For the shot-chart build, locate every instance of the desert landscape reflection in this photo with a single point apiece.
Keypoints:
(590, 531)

* * *

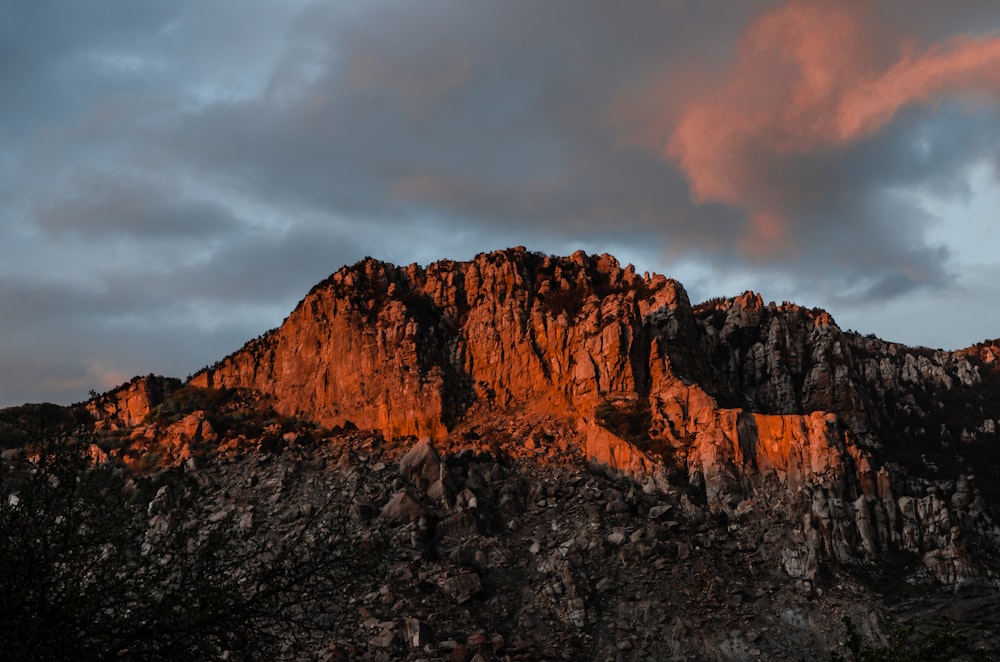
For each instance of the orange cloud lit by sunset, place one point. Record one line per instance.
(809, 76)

GIVEN PROBLEM -
Identify each line in the records that contains the word "instance", and copy those lines in full.

RESPONSE TO THIS TASK -
For the shot-chart build, locate every instance of the desert landscape reflection in this photo with a single point apiece.
For each instance of the orange cloud lit by sunset, place one point. Record one line per instance.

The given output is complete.